Certainly, Mary Thomas' and Rochelle Searcy's children were to be the beneficiaries of the society that these impressive women were building and molding with their steady and dignified lives and efforts.


Mary Thomas' Daughter, Helmar Washington
from the Fullwood Family Collection

Mary's daughter, who she had toted along on her many trips around the country in support of beauticians and in furtherance of her own trade, grew to become a public advocate and activist in her own right. Her efforts were waged inside of the political system after being hired by the newly emerging Social Security administration which she joined in 1955 as a field representative and continued for almost 30 years, retiring as an operations supervisor. Thomas often worked closely with Sen. Jay Rockefeller, in his younger days as a legislator.

Here she is in a newspaper clip on one of her many outreach visits, working to enroll citizens (all races) to advantage them of the newly enacted provisions of the social and retirement law:



Helmar Thomas-Washington was also involved in local politics as league secretary for the Young Negro Democratic Voters League of West Virginia, seen here with her cadre of black and white male associates and legislators:



Mary Thomas, aided by the almost constant companionship of her daughter, went on to live to be 103 years-old.



I see all of those ads for wrinkle cream," she joked, "so I'm thinking I might get me some.

» Task objective: In the text about Helmar Washington, replace "field representative" with "claims representative" and give the passage again, beginning at the words "Mary Thomas' Daughter, Helmar" and stopping after "as a legislator.".

» Data to examine:
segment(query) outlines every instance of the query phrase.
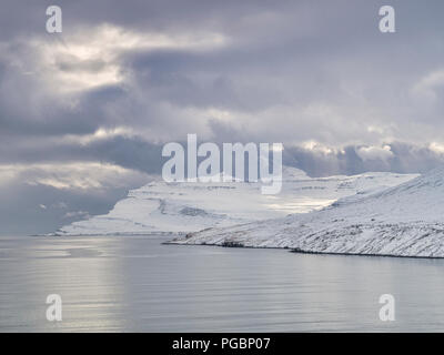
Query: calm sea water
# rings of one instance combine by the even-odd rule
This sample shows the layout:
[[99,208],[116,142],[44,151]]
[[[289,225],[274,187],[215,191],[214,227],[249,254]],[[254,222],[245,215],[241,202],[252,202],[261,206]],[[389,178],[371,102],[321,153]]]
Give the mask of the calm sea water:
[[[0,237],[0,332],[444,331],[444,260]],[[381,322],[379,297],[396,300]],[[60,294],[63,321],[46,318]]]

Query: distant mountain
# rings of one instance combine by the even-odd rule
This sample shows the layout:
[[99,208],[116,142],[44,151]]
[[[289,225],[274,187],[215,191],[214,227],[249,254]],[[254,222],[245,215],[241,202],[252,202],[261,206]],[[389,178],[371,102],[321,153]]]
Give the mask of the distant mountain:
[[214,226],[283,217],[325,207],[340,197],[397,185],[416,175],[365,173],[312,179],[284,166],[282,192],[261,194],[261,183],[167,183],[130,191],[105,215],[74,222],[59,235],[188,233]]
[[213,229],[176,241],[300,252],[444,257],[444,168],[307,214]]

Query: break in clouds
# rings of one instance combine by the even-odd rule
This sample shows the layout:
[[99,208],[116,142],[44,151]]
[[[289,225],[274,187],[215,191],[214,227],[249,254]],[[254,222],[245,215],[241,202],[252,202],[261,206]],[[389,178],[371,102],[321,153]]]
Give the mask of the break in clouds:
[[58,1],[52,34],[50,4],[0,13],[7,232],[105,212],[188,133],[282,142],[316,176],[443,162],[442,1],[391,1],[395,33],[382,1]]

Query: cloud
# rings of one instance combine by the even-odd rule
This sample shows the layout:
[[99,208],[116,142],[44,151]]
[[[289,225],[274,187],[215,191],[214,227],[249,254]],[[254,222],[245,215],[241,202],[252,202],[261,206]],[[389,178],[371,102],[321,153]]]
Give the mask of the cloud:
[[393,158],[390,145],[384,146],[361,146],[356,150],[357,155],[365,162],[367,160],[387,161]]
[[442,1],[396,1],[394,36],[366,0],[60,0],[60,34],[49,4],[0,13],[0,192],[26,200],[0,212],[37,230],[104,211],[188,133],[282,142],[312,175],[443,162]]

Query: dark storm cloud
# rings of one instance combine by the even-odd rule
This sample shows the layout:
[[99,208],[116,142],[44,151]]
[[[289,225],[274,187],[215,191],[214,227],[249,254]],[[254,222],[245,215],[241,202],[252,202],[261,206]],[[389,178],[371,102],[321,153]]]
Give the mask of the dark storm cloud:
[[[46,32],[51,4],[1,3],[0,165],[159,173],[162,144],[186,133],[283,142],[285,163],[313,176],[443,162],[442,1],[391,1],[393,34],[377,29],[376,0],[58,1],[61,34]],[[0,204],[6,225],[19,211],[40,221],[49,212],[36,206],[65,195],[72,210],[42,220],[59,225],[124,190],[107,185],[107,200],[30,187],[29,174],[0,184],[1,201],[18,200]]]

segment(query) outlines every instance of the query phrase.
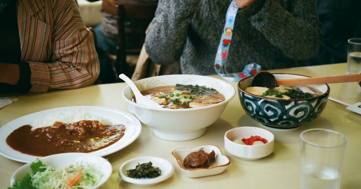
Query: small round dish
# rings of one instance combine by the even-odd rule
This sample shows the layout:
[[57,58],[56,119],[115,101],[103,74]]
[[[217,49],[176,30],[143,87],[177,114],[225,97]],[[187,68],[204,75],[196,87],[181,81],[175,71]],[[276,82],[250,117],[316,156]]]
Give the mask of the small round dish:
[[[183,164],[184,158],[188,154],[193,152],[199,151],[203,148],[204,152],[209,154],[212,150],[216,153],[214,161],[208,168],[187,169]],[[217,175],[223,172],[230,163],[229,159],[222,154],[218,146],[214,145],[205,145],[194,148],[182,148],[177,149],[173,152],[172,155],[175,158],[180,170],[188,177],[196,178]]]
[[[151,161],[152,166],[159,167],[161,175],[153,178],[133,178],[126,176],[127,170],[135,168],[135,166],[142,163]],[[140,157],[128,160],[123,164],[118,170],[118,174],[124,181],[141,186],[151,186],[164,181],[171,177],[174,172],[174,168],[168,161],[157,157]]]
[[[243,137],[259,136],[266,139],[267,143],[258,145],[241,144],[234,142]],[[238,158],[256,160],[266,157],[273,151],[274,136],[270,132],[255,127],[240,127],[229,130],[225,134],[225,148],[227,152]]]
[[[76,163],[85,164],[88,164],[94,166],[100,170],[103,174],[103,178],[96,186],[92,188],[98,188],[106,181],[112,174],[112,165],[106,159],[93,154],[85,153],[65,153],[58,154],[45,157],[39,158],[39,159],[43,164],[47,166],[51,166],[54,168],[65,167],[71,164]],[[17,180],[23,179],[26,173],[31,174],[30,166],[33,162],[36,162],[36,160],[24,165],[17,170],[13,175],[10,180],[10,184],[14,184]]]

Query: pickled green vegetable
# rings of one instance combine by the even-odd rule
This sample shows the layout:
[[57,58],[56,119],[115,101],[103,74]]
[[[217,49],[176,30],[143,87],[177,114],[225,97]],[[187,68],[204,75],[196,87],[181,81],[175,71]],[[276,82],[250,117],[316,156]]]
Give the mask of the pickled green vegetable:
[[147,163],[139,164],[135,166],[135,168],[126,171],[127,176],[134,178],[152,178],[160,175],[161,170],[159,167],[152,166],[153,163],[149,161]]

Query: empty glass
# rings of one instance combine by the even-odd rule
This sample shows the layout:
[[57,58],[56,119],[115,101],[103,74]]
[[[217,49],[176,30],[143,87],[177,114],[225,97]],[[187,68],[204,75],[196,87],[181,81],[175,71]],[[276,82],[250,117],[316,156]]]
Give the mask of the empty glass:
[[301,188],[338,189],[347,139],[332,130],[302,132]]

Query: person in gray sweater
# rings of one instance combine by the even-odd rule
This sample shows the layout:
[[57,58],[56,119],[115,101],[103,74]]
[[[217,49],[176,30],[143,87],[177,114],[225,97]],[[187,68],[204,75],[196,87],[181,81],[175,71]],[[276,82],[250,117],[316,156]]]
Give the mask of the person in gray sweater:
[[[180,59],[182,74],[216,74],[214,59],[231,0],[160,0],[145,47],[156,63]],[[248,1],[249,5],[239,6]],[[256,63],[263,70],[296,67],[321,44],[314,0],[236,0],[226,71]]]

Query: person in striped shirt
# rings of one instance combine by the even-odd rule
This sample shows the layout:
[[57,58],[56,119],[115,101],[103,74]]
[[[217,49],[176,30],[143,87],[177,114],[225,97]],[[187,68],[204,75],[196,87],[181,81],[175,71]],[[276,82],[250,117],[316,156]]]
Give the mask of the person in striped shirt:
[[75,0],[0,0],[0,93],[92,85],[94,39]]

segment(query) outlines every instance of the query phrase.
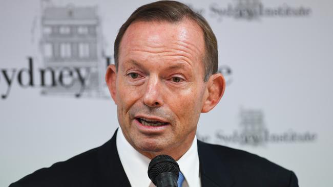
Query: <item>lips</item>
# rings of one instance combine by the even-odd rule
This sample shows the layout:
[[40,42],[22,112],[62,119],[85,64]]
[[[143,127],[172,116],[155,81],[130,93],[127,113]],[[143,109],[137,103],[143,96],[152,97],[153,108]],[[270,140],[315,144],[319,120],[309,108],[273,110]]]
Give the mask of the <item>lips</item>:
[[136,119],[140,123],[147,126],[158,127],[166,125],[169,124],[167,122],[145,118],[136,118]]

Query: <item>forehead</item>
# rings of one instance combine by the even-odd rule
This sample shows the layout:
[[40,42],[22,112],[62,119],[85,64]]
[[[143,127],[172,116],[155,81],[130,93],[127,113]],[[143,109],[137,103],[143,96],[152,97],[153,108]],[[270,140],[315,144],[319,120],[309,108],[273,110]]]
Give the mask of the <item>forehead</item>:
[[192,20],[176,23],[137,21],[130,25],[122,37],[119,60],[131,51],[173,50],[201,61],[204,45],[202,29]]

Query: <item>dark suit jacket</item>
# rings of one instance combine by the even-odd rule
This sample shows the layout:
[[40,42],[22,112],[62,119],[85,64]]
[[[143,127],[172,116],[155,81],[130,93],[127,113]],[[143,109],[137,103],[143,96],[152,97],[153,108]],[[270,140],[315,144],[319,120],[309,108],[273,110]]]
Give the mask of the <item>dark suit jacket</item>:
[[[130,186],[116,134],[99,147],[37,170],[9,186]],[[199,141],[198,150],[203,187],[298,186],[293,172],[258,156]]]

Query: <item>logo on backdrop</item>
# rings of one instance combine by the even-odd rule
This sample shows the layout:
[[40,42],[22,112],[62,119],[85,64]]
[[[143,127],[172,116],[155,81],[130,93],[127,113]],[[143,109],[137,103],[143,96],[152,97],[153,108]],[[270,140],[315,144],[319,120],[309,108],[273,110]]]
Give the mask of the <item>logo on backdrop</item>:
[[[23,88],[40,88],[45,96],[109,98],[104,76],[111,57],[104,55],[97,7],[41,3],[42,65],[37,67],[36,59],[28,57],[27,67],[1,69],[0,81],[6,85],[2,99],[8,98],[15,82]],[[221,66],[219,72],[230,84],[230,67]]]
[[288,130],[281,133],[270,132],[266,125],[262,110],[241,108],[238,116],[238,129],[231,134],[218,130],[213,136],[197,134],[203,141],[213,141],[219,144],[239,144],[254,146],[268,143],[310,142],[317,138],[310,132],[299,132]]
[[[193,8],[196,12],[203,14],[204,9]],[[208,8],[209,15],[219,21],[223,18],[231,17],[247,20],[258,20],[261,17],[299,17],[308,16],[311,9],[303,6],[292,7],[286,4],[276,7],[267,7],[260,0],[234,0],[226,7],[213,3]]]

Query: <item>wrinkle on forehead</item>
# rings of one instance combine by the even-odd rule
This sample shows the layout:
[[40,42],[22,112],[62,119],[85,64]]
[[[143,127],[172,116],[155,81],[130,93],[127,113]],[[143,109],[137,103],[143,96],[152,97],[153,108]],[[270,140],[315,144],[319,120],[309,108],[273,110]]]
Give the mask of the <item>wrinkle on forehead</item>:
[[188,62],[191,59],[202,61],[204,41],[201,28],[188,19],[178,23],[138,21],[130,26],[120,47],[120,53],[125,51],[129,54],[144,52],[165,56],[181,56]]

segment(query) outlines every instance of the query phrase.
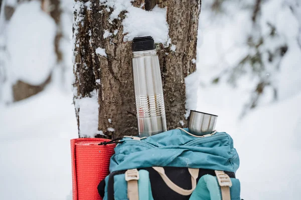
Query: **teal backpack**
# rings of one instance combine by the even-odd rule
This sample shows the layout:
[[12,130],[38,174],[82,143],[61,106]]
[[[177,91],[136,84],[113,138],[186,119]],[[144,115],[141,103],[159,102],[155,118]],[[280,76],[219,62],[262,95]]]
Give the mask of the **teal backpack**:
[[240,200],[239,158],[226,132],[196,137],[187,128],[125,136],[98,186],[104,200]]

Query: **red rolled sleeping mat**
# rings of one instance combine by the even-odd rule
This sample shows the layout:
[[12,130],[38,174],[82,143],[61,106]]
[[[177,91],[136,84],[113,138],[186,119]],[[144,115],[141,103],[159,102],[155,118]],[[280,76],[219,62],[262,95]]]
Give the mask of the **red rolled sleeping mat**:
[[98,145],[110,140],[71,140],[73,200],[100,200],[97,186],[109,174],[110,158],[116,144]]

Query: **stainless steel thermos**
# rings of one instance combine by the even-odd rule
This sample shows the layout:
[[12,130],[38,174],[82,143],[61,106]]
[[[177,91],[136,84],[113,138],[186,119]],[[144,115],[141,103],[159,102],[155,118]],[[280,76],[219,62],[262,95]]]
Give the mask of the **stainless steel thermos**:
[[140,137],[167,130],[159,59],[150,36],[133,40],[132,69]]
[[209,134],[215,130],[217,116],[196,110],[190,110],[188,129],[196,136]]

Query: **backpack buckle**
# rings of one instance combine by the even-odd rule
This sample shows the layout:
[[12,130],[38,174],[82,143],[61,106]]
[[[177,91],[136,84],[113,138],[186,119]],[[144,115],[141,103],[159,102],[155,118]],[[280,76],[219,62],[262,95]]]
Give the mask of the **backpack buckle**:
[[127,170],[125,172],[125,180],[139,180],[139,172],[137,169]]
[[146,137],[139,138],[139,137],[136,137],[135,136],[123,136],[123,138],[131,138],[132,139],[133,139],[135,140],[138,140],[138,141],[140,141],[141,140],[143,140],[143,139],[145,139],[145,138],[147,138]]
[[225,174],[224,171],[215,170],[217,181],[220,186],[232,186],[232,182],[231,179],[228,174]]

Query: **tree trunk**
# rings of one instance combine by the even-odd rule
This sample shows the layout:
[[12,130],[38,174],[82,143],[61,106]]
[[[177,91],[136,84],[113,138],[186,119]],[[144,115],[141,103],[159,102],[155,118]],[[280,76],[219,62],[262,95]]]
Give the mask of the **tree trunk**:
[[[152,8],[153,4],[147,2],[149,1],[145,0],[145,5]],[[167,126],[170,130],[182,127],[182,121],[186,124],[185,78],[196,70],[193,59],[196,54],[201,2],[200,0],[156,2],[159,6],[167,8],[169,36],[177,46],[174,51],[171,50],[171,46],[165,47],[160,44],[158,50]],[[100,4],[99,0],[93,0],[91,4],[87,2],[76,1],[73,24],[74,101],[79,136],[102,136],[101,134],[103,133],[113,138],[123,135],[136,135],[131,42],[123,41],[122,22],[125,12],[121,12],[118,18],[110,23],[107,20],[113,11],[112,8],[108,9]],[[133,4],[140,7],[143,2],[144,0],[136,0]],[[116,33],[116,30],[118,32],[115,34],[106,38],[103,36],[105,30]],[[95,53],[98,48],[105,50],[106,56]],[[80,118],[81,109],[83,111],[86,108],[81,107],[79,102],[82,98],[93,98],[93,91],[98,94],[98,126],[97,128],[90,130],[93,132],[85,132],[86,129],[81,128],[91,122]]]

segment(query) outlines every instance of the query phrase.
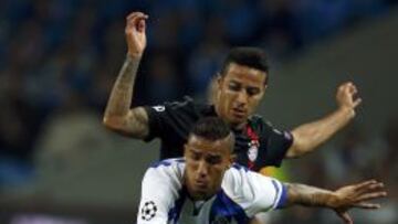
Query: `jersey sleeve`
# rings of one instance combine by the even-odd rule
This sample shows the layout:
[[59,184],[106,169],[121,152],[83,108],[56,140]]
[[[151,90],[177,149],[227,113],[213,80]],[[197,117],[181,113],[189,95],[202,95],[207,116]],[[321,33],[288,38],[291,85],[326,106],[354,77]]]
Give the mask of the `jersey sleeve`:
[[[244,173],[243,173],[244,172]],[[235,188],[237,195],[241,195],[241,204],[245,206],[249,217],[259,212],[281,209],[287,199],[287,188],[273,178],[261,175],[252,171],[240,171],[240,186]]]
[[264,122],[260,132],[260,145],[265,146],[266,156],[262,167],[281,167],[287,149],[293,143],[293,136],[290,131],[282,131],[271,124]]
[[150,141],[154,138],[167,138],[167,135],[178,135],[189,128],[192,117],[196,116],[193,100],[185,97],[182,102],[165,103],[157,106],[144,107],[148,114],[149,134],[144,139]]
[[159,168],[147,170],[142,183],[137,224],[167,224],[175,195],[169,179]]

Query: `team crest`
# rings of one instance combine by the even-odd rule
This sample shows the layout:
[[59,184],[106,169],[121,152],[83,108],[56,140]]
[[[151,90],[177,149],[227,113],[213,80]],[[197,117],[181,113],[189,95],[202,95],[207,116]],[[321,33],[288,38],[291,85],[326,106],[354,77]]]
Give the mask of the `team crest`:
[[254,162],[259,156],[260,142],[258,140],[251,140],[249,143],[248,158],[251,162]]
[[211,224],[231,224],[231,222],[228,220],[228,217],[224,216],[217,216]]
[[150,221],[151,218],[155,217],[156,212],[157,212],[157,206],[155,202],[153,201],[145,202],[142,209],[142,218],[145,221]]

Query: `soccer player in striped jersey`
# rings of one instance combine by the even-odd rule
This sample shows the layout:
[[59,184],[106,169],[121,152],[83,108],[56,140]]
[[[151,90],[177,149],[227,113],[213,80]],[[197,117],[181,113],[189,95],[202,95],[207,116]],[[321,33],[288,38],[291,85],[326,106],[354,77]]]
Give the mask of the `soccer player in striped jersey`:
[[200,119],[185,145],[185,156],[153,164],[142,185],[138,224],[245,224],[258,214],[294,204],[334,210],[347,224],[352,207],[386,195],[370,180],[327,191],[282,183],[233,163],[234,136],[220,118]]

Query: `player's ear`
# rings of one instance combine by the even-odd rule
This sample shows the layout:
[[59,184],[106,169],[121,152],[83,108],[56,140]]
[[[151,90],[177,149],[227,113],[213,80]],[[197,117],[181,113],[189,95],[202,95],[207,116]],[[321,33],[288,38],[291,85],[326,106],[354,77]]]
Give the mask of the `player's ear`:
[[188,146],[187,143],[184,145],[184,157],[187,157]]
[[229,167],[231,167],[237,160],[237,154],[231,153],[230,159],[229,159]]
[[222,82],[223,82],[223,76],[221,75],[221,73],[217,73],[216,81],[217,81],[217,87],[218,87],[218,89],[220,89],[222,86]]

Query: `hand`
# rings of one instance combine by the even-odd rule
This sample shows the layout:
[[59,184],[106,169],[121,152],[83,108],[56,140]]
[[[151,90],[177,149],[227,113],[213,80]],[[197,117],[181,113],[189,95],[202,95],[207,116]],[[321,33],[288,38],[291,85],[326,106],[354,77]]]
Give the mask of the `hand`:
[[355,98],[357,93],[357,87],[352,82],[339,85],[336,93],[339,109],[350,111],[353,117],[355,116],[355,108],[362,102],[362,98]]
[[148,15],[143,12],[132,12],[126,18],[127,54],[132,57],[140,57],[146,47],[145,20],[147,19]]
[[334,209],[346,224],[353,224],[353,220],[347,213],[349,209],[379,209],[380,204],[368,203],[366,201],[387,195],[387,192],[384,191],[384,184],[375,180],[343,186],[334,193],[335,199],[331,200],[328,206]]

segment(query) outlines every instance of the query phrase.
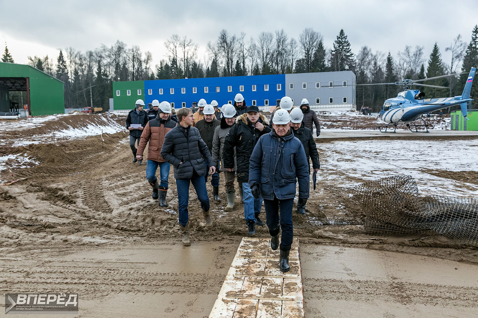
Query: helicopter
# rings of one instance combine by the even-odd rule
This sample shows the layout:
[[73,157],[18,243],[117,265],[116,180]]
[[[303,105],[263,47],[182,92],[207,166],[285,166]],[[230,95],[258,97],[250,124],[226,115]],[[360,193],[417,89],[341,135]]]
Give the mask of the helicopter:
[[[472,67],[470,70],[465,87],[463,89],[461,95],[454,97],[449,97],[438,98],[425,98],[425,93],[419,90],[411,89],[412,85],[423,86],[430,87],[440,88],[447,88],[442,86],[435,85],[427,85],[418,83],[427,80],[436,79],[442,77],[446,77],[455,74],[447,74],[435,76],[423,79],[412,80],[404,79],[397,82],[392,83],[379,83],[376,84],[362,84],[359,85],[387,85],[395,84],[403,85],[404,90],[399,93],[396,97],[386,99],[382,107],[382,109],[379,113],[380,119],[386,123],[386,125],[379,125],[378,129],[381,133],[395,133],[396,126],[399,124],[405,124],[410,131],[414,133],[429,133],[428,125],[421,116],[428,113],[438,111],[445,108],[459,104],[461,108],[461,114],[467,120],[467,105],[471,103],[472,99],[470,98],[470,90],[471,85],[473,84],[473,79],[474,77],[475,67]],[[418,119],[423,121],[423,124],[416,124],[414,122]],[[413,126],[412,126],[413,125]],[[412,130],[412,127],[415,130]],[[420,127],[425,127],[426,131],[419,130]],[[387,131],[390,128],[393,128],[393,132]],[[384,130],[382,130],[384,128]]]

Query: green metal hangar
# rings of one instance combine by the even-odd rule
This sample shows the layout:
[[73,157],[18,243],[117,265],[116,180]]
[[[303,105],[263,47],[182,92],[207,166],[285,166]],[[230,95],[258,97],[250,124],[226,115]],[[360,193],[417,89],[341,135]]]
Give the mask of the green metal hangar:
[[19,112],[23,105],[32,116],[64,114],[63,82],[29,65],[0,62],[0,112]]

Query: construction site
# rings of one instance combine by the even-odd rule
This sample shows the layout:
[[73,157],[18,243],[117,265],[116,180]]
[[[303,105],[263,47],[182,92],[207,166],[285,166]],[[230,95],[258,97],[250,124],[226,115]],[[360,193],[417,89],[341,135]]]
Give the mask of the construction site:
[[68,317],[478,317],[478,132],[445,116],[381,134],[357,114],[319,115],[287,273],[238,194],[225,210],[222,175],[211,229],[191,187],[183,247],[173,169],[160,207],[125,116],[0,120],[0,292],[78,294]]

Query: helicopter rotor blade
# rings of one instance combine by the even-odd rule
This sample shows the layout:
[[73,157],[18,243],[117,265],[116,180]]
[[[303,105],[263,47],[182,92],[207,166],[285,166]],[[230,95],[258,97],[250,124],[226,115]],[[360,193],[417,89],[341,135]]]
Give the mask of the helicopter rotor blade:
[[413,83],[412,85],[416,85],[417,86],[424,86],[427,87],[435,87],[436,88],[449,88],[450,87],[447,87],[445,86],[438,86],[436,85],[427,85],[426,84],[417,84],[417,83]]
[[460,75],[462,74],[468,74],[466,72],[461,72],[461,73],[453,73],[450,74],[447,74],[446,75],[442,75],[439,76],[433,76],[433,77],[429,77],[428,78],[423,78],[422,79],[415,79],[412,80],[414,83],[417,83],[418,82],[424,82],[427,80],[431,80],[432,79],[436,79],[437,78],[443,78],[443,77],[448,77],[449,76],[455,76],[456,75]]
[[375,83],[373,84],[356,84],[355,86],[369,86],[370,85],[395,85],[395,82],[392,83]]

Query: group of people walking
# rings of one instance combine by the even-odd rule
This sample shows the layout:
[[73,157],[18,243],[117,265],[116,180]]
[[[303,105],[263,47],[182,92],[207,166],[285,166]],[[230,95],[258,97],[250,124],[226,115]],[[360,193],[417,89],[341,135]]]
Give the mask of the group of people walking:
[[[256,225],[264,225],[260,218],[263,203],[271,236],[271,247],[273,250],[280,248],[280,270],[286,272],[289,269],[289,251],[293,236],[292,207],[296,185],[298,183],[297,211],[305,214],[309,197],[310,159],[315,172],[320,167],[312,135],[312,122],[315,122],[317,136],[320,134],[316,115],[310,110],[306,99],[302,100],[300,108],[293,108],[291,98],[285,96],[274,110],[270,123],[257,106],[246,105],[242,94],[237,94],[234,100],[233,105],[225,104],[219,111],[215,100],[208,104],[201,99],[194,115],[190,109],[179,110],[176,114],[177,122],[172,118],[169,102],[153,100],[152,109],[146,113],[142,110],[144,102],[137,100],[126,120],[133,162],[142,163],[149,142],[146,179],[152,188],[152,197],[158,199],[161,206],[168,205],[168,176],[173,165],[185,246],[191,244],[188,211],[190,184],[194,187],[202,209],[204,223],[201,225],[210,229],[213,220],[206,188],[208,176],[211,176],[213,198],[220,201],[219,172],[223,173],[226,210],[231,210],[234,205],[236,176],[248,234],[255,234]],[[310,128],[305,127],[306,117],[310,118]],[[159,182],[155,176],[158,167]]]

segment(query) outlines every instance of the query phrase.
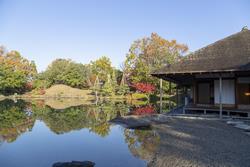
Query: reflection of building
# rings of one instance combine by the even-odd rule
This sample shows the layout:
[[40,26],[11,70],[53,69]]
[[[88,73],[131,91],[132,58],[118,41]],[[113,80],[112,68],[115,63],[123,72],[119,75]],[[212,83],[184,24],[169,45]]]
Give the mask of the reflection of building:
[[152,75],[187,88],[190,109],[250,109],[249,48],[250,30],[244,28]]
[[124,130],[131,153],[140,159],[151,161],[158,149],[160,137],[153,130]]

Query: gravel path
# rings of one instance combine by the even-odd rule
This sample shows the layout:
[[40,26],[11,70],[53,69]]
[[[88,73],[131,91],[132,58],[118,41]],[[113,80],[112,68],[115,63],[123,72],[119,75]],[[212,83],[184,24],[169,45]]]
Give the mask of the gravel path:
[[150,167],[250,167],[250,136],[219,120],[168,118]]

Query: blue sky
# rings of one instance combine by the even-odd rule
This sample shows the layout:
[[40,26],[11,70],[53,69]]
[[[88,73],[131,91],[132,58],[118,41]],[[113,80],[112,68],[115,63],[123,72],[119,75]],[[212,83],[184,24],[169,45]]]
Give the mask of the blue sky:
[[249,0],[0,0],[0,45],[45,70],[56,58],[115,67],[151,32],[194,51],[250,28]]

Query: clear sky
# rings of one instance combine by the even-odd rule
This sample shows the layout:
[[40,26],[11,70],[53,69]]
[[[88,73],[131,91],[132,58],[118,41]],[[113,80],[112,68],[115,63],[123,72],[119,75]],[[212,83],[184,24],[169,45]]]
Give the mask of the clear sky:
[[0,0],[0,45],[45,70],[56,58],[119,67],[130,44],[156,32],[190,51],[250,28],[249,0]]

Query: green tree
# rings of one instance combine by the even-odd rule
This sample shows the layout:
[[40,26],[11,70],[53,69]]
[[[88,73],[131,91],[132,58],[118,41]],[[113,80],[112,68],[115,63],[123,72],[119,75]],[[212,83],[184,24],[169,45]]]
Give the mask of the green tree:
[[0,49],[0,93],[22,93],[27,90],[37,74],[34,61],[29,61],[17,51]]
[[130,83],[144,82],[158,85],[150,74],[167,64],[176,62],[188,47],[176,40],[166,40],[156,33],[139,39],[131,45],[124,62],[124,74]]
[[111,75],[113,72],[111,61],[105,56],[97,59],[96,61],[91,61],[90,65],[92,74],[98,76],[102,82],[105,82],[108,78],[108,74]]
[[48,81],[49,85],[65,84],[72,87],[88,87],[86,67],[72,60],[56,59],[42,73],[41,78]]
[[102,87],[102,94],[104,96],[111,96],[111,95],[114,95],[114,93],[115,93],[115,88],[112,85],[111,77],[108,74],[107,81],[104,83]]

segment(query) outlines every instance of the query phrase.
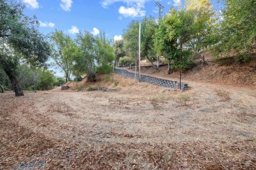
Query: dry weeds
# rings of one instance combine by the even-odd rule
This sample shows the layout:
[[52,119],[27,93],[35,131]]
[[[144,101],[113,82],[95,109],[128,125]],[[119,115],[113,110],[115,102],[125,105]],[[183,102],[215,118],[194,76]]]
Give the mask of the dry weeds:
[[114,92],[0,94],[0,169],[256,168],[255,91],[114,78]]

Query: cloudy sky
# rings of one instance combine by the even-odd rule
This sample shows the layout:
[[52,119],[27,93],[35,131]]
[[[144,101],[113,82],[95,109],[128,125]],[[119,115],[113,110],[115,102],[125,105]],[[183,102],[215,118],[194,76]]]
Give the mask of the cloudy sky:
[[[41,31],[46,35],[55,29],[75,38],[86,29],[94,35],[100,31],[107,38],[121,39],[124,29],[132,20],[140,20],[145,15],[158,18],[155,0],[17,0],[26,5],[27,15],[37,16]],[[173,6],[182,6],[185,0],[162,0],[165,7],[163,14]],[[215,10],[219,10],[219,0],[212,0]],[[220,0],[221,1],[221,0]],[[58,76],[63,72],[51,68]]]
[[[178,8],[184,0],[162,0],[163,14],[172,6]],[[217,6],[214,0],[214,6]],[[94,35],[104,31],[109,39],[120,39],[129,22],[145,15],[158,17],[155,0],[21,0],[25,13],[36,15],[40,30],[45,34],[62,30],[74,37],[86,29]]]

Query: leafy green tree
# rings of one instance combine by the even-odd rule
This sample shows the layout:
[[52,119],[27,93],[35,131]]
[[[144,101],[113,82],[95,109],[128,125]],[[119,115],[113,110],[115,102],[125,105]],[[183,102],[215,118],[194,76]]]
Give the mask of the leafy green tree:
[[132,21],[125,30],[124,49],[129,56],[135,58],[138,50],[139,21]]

» Finished task:
Mary Thomas' Daughter, Helmar Washington
from the Fullwood Family Collection

Mary's daughter, who she had toted along on her many trips around the country in support of beauticians and in furtherance of her own trade, grew to become a public advocate and activist in her own right. Her efforts were waged inside of the political system after being hired by the newly emerging Social Security administration which she joined in 1955 as a claims representative and continued for almost 30 years, retiring as an operations supervisor. Thomas often worked closely with Sen. Jay Rockefeller, in his younger days as a legislator.